## DIRECTION
Copy the lines of the entries below word for word, beginning with the line that contains "Target: child's right hand" and ending with the line that contains "left=906, top=279, right=980, bottom=342", both included.

## RECORDS TO USE
******

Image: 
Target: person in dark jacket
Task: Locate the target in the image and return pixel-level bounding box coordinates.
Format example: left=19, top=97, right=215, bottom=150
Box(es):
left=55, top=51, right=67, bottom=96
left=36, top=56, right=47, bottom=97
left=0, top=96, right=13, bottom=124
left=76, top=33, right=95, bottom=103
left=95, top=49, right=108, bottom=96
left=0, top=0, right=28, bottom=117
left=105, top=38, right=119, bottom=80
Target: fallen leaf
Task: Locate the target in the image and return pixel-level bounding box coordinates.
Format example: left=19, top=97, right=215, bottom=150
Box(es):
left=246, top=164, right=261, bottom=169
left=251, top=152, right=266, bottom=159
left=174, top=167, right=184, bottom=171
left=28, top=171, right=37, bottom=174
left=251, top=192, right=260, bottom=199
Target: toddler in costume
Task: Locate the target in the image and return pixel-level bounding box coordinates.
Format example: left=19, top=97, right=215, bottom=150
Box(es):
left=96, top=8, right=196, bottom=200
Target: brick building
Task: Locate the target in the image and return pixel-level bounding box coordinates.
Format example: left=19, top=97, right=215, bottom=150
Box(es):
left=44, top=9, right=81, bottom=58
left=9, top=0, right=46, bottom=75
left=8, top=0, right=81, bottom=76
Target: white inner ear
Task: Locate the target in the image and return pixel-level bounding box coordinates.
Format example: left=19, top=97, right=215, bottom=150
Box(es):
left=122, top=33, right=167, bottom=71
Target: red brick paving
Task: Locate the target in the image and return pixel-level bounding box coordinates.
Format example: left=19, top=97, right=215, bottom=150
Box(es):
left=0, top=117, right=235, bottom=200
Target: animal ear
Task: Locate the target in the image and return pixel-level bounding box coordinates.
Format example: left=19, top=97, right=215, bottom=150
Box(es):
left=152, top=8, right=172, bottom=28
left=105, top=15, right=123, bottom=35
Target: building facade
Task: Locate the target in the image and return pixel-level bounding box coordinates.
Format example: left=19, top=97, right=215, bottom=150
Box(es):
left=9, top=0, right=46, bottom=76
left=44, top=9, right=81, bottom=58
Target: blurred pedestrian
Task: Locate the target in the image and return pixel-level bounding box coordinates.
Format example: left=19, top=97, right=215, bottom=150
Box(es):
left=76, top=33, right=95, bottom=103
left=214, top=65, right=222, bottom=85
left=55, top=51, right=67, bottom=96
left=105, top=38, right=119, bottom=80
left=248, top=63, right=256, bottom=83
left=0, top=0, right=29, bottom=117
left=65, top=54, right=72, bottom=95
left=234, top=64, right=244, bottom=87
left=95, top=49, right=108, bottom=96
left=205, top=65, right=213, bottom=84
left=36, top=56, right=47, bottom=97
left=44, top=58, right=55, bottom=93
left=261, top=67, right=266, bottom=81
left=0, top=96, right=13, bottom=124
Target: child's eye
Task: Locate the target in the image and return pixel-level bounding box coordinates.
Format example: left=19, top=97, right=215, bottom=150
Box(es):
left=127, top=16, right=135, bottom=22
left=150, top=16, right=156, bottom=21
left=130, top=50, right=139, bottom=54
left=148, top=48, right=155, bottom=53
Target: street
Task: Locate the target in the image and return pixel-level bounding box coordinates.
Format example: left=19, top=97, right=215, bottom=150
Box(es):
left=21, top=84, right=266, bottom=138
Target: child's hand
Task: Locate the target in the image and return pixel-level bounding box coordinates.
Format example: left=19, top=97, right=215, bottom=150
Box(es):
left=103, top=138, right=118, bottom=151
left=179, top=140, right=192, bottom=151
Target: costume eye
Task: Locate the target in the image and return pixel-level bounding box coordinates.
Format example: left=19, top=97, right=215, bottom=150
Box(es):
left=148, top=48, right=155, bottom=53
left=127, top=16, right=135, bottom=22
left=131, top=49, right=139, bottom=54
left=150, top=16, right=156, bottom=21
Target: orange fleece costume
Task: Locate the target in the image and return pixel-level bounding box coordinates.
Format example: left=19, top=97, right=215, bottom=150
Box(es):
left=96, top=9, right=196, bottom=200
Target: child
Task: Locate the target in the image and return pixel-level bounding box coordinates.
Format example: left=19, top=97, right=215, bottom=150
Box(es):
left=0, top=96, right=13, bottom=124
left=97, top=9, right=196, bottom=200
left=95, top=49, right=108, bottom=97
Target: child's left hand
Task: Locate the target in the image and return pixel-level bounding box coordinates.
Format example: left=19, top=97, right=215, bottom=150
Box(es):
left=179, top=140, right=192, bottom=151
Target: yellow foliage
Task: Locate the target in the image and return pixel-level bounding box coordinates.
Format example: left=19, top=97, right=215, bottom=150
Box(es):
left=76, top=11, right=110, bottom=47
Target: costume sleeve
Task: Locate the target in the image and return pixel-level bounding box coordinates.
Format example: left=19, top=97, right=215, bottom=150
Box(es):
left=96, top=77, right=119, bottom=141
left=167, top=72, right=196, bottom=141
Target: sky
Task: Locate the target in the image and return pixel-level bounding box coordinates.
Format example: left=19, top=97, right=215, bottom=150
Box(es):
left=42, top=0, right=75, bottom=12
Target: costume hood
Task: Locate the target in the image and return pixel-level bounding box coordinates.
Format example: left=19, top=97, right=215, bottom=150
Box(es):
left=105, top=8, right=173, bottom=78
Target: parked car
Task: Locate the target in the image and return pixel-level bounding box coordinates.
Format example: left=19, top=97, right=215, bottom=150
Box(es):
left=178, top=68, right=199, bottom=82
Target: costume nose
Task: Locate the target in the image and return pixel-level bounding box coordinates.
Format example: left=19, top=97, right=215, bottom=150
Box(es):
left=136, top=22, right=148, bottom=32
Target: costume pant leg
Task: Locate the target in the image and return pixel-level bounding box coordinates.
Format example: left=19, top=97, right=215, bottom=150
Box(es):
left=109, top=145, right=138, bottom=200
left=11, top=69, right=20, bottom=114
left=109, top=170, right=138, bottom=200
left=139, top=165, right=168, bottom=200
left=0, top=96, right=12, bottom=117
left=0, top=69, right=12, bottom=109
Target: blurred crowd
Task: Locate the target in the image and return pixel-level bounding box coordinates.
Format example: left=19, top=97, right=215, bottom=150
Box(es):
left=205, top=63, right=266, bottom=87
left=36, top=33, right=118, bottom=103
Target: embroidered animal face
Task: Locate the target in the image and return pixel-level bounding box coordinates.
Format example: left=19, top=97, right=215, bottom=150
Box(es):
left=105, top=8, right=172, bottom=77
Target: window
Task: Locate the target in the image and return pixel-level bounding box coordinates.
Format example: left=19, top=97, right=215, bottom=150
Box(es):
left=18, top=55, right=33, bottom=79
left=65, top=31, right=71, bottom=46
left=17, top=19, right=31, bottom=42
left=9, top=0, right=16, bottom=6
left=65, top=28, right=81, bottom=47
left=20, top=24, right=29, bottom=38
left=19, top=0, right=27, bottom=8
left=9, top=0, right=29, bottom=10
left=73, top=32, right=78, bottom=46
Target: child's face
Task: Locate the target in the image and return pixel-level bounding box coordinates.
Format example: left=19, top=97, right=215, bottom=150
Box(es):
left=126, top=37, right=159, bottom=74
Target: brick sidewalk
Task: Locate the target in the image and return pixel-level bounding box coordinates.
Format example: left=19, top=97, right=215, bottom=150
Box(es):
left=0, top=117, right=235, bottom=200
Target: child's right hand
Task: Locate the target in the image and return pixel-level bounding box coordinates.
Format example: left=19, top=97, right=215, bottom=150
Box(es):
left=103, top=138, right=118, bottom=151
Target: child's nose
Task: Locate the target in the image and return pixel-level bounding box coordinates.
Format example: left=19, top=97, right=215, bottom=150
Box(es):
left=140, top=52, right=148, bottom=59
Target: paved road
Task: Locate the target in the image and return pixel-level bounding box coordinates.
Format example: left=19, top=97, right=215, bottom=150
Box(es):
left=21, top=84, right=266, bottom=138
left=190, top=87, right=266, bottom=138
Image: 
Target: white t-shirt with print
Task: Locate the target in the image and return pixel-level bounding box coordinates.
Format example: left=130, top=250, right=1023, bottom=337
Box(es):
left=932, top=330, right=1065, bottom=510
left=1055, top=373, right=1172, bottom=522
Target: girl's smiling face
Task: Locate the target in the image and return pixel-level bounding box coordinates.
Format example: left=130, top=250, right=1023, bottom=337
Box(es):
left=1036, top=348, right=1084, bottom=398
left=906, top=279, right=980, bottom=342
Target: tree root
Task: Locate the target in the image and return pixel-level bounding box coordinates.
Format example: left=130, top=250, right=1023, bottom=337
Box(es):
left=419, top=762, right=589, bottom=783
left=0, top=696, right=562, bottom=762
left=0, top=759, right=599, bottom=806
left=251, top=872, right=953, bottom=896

******

## REPLY
Target: child's right hand
Task: Locate the target in the image and return pixel-level bounding box coordinates.
Format example: left=19, top=97, right=215, bottom=150
Box(es):
left=103, top=138, right=118, bottom=151
Target: child's nose
Task: Locate the target in the image and return pixel-level bounding box coordinates.
Format example: left=19, top=97, right=215, bottom=150
Box(es):
left=140, top=52, right=148, bottom=59
Target: paved road
Task: Locate the target in the image and return pixel-level bounding box coordinates.
Format example: left=19, top=97, right=215, bottom=150
Box(es):
left=21, top=84, right=266, bottom=138
left=190, top=87, right=266, bottom=138
Image: 
Target: white t-shirt with print
Task: Locate the target in the image and return pixel-level bounding box coordinates.
Format example: left=130, top=250, right=1023, bottom=337
Box(es):
left=932, top=330, right=1065, bottom=510
left=1055, top=373, right=1172, bottom=522
Target: girl's smiling face
Task: Locate the target in the image and return pixel-level bounding box coordinates.
Format example: left=130, top=250, right=1023, bottom=337
Box(es):
left=1036, top=348, right=1084, bottom=398
left=906, top=279, right=980, bottom=342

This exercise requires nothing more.